* RECORD LIST
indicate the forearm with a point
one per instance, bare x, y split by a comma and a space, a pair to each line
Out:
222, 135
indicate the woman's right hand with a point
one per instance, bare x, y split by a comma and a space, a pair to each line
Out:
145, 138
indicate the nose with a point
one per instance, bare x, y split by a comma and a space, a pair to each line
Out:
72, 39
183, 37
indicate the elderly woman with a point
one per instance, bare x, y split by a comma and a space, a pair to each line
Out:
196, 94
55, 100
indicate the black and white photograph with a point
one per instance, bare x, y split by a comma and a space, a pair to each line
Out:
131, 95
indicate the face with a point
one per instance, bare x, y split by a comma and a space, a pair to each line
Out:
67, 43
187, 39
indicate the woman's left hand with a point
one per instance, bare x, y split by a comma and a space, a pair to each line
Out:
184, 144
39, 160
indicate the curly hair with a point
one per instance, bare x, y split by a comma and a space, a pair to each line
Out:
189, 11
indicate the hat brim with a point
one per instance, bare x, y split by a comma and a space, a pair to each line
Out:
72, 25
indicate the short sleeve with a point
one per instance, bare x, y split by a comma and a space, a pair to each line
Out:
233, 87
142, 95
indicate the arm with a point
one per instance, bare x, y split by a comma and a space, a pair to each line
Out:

* AIM
Rescale the listing above by writing out every line again, requests included. Multiply each x and y coordinate in the answers by 2.25 and round to whole numbers, with halves rounding up.

* TASK ANSWER
indicate the forearm with a point
one per instance, bare x, y split by a comma and a space, a pair to each line
Out:
500, 304
indicate the woman's right hand with a point
one per instance, bare x, y split by a comma and a space, a pair to each line
Out:
326, 311
indicate the nose with a point
one per instance, bare x, y split by a comma and a space, a pair to each line
Out:
162, 88
412, 83
indicate the elderly woman with a point
one per instance, bare x, y split by a comma and a space, a pair to each line
Out:
441, 212
124, 225
indicate the black and white photograph with a point
one per instance, bare x, y split by a comma and a space, a pair to each line
Out:
295, 214
indicate the face with a point
one per instance, bare x, y split by a comma and a space, a pair to each line
Out:
151, 97
421, 88
indicate the woman's left hand with a point
one per instance, bare x, y split by a comma and a space, a pair to each line
Out:
414, 324
88, 360
indicate the curly hair with a point
one per instance, bare x, y split by a comma and a space, a pair to each line
Out:
425, 25
indicate the hat brim with a point
one per instance, bare x, y split by a comma and a space, a pair to each line
Out:
162, 56
indicate the short sleeve with a point
one per instance, bare x, y split by a comma and a space, a pair to each line
Out:
524, 196
320, 214
indicate the arm with a point
one per instance, bare x, y split by a comma and a space, a pair to each line
Out:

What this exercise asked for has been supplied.